Instructions.
**a.** Output the prompt properties text word for word, from "From the Properties" up to and including "output, context, etc.)".
**b.** Pick up the prompt properties text after its last sentence and keep writing it.

Excerpt.
Prompt Properties

Prompt properties use an LLM as a judge to evaluate aspects of your interactions that built-in properties don't cover - things specific to your domain, your tone requirements, or your business rules. You write natural language guidelines describing what to evaluate, and Deepchecks handles the rest: scoring every interaction and surfacing results alongside your built-in properties.

Two types

Numerical - The LLM returns a score from 1 to 5 and a reasoning. Use this when you want a graded scale, for example: "How professional is the tone?" or "How complete is the answer?"

Categorical - The LLM classifies the interaction into categories you define. Use this when you want labels, for example: "What topic does this interaction cover?" or "Did the agent follow the escalation policy?"

Model choice

Prompt properties use the LLM configured at either the organization or application level. You can set this independently for each level, so different applications can use different models.

Prompt Properties Model Choice on the Application Level — Application-level model choice (overrides organization default)

Creating a prompt property

From the Properties screen, click Add Properties → Create Custom Property and choose either Numerical or Categorical.

For a Numerical property, configure:

Guidelines - the evaluation criteria, written in plain language
Data fields - which parts of the interaction the LLM sees (input, output, context, etc.)

Dataset content.
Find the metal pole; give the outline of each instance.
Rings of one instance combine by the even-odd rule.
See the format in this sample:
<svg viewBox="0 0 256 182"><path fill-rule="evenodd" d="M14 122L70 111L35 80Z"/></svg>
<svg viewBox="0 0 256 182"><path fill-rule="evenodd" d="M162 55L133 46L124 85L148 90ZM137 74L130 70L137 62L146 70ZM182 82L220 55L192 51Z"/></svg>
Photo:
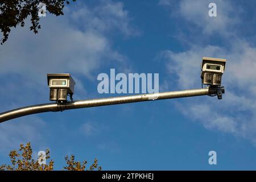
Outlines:
<svg viewBox="0 0 256 182"><path fill-rule="evenodd" d="M206 88L200 89L174 91L154 94L143 94L131 96L97 98L76 101L66 103L49 103L32 105L0 113L0 123L22 116L49 111L62 111L68 109L97 107L125 103L148 101L156 100L170 99L180 97L193 97L217 94L218 89L215 88ZM220 89L218 89L220 92ZM224 88L221 88L221 92L225 93Z"/></svg>

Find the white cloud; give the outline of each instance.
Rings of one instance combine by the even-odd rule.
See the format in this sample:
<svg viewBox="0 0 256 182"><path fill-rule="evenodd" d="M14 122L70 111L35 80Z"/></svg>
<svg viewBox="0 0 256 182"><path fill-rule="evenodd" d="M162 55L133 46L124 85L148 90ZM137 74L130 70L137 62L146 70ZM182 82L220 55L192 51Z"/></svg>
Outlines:
<svg viewBox="0 0 256 182"><path fill-rule="evenodd" d="M182 89L200 87L200 65L203 56L228 59L222 76L222 85L226 88L222 100L195 98L178 108L207 128L254 140L256 139L256 80L252 78L256 78L256 48L239 40L232 43L234 47L230 51L220 47L195 46L187 51L167 51L163 54L168 60L169 72L177 76L177 85ZM198 102L200 104L195 104Z"/></svg>
<svg viewBox="0 0 256 182"><path fill-rule="evenodd" d="M208 15L208 5L211 2L217 5L217 17L210 17ZM159 5L168 7L172 16L182 18L201 28L205 34L228 35L233 32L233 26L240 22L238 14L241 11L230 1L160 0Z"/></svg>
<svg viewBox="0 0 256 182"><path fill-rule="evenodd" d="M44 145L43 130L46 126L44 121L34 116L1 123L0 152L6 156L10 150L17 150L20 144L28 142L42 147Z"/></svg>
<svg viewBox="0 0 256 182"><path fill-rule="evenodd" d="M236 27L242 24L238 16L242 10L230 1L215 1L218 16L209 17L210 2L203 0L181 0L177 3L172 0L159 2L177 13L181 20L189 23L188 38L197 36L187 42L191 47L187 51L165 51L161 54L168 60L169 72L177 76L178 87L200 86L203 56L228 59L222 76L222 85L226 90L222 100L207 96L196 97L183 102L182 106L177 104L177 107L187 117L200 121L207 129L245 137L256 144L256 47L237 36ZM196 30L202 31L201 36L195 34ZM204 44L205 39L214 38L213 35L225 40L225 47Z"/></svg>
<svg viewBox="0 0 256 182"><path fill-rule="evenodd" d="M28 21L26 27L12 30L0 47L0 112L48 101L47 73L73 74L76 96L85 98L81 76L92 78L91 73L108 61L123 61L124 56L112 48L109 36L114 31L125 36L136 34L123 4L102 1L89 8L78 3L73 8L66 9L63 16L47 14L42 18L37 35L28 30ZM43 140L40 128L44 122L37 117L27 119L1 123L0 150L9 150L20 142ZM89 125L84 129L89 134L94 131Z"/></svg>

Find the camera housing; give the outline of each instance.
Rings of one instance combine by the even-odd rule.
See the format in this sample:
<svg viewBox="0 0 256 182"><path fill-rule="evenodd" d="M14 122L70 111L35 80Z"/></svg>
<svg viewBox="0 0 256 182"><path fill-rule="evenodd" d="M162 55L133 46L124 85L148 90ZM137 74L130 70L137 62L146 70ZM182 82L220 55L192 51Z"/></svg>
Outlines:
<svg viewBox="0 0 256 182"><path fill-rule="evenodd" d="M67 102L68 96L73 100L76 82L69 73L47 74L47 82L50 101Z"/></svg>
<svg viewBox="0 0 256 182"><path fill-rule="evenodd" d="M226 59L203 57L201 67L202 84L221 85L221 77L225 71Z"/></svg>

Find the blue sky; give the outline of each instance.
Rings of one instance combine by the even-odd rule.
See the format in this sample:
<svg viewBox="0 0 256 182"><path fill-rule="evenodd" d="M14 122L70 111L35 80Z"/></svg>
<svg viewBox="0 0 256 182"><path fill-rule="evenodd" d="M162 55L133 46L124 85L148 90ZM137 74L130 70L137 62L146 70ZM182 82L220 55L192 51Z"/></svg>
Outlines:
<svg viewBox="0 0 256 182"><path fill-rule="evenodd" d="M217 17L208 5L217 5ZM103 169L256 169L253 1L86 1L12 30L0 48L0 112L48 102L48 73L71 73L74 100L100 94L97 75L158 73L160 92L200 88L203 56L228 59L222 100L203 96L47 113L0 125L0 162L31 142L55 169L74 154ZM217 152L217 164L208 164ZM36 154L35 154L36 157Z"/></svg>

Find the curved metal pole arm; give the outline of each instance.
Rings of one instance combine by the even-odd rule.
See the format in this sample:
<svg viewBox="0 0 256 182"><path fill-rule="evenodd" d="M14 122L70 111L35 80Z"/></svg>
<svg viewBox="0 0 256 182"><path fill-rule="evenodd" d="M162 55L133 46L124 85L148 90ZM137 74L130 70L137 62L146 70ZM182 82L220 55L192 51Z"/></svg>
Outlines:
<svg viewBox="0 0 256 182"><path fill-rule="evenodd" d="M224 87L221 88L221 92L224 93ZM200 89L81 100L67 103L44 104L20 107L0 113L0 123L27 115L40 113L61 111L68 109L217 94L217 88L206 88Z"/></svg>

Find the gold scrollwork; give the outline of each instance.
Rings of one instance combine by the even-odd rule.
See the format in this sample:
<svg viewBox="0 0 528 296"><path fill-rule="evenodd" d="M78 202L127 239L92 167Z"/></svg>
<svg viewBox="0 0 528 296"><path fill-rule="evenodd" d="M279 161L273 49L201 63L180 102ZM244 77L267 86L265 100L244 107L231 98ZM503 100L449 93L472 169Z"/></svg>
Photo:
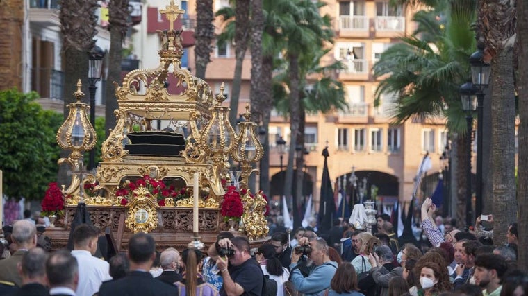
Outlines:
<svg viewBox="0 0 528 296"><path fill-rule="evenodd" d="M158 227L158 207L153 198L148 195L148 190L139 186L133 191L133 197L126 204L128 212L125 225L134 233L149 232Z"/></svg>

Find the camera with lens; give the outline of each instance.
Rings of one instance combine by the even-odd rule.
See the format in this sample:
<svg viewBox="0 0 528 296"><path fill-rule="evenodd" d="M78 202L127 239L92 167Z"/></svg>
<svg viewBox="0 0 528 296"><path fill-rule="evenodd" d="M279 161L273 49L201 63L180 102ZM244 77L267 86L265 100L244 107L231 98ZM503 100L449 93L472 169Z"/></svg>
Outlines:
<svg viewBox="0 0 528 296"><path fill-rule="evenodd" d="M308 256L312 252L312 247L310 245L297 245L295 247L296 254L302 254L303 255Z"/></svg>
<svg viewBox="0 0 528 296"><path fill-rule="evenodd" d="M229 247L219 247L217 251L221 257L231 257L235 254L235 250Z"/></svg>

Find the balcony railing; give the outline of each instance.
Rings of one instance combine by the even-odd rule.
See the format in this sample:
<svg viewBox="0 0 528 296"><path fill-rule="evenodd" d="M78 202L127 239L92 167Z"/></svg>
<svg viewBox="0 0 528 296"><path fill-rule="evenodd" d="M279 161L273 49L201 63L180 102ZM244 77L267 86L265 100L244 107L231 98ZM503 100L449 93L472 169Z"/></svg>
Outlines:
<svg viewBox="0 0 528 296"><path fill-rule="evenodd" d="M31 70L31 90L42 98L63 100L64 73L49 68Z"/></svg>
<svg viewBox="0 0 528 296"><path fill-rule="evenodd" d="M59 0L28 0L30 8L60 9Z"/></svg>
<svg viewBox="0 0 528 296"><path fill-rule="evenodd" d="M364 15L340 15L339 28L350 31L368 30L368 18Z"/></svg>
<svg viewBox="0 0 528 296"><path fill-rule="evenodd" d="M368 61L367 60L349 60L342 61L347 67L345 73L347 74L365 74L368 73Z"/></svg>
<svg viewBox="0 0 528 296"><path fill-rule="evenodd" d="M368 104L366 103L353 103L348 104L349 110L341 111L340 116L344 118L366 117L368 114Z"/></svg>
<svg viewBox="0 0 528 296"><path fill-rule="evenodd" d="M405 30L405 17L376 17L376 31L398 31Z"/></svg>

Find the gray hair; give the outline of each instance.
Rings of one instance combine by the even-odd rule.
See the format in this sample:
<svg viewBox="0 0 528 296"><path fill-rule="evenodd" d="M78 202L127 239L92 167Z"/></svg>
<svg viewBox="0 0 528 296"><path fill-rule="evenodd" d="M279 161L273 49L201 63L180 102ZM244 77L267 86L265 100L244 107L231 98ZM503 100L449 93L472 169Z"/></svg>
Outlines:
<svg viewBox="0 0 528 296"><path fill-rule="evenodd" d="M13 225L11 238L18 244L31 242L37 234L37 227L27 220L19 220Z"/></svg>
<svg viewBox="0 0 528 296"><path fill-rule="evenodd" d="M180 260L180 252L174 247L169 247L162 252L160 256L160 263L163 269L169 269L172 262L179 263Z"/></svg>
<svg viewBox="0 0 528 296"><path fill-rule="evenodd" d="M502 256L506 261L516 261L517 253L515 249L509 245L501 245L497 247L493 250L494 252L498 253L499 255Z"/></svg>
<svg viewBox="0 0 528 296"><path fill-rule="evenodd" d="M393 261L393 251L389 247L385 245L376 247L376 254L377 254L379 259L383 261Z"/></svg>

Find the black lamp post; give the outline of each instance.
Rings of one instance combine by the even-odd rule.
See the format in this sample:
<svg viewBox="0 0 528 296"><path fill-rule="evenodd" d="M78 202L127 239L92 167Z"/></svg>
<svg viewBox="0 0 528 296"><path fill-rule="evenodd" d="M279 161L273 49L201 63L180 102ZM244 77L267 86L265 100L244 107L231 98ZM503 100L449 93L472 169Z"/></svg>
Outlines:
<svg viewBox="0 0 528 296"><path fill-rule="evenodd" d="M472 211L471 207L471 134L472 133L472 112L477 109L477 97L475 94L477 88L470 82L462 85L460 87L460 96L462 101L462 110L465 112L465 121L468 125L468 133L466 134L466 166L465 177L465 225L469 227L472 220Z"/></svg>
<svg viewBox="0 0 528 296"><path fill-rule="evenodd" d="M91 51L88 51L88 60L90 62L88 67L88 82L90 86L90 123L95 128L95 91L97 87L95 83L101 80L101 76L103 73L103 59L105 53L101 47L94 45ZM88 162L88 170L92 169L95 166L95 149L90 150L90 159Z"/></svg>
<svg viewBox="0 0 528 296"><path fill-rule="evenodd" d="M484 89L490 80L490 64L484 62L484 48L478 50L470 57L471 78L473 85L477 87L477 180L475 184L477 198L475 200L475 217L482 214L482 125L484 117Z"/></svg>
<svg viewBox="0 0 528 296"><path fill-rule="evenodd" d="M281 162L280 162L280 167L281 167L281 171L282 171L282 159L284 156L284 146L286 144L286 141L284 141L283 139L282 139L282 137L279 138L278 140L275 142L277 143L277 146L279 148L279 157L280 157Z"/></svg>

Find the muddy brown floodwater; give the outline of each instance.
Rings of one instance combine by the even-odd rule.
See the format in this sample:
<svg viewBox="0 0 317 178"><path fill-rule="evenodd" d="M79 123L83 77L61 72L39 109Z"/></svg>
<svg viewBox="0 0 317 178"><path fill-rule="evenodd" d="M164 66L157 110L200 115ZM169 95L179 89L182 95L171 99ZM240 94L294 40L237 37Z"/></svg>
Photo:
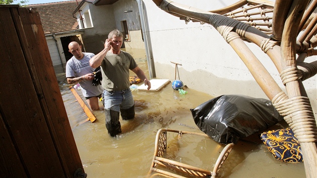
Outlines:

Responses.
**a.**
From the Properties screen, click Add Properties → Create Custom Property and choose either Numerical or Categorical.

For a Numerical property, configure:

Guidelines - the evaluation criteria, written in plain language
Data fields - which parts of the interaction the LLM sees (input, output, context, etc.)

**b.**
Number of judges - how many independent LLM calls to aggregate

For a Categorical property, configure:

Categories - names and descriptions for each label
Multi-label - whether a single interaction can receive multiple categories
Unlisted categories - whether the LLM can create new categories beyond your list
Additional guidelines - any extra context or edge-case instructions

Tip: Use the built-in Test feature to run the property on a sample interaction before saving. This lets you validate that your guidelines produce the scores you expect before applying to all data.

Note: If "Allow classification to unlisted categories" is unchecked and the LLM finds no suitable match, the interaction is classified as "Other."

What's in this section

Data Fields for Evaluation - Control exactly which parts of an interaction the LLM judge sees. Includes support for hierarchical agentic workflows.
Number of Judges - Run multiple independent LLM calls per property and aggregate the results for more reliable scores on high-stakes evaluations.
Improve Guidelines with AI - Use Deepchecks' built-in AI optimizer to turn rough notes into polished, effective guidelines.
Refining with Few-Shot Examples - Add real interactions as examples to teach the evaluator your quality standards over time.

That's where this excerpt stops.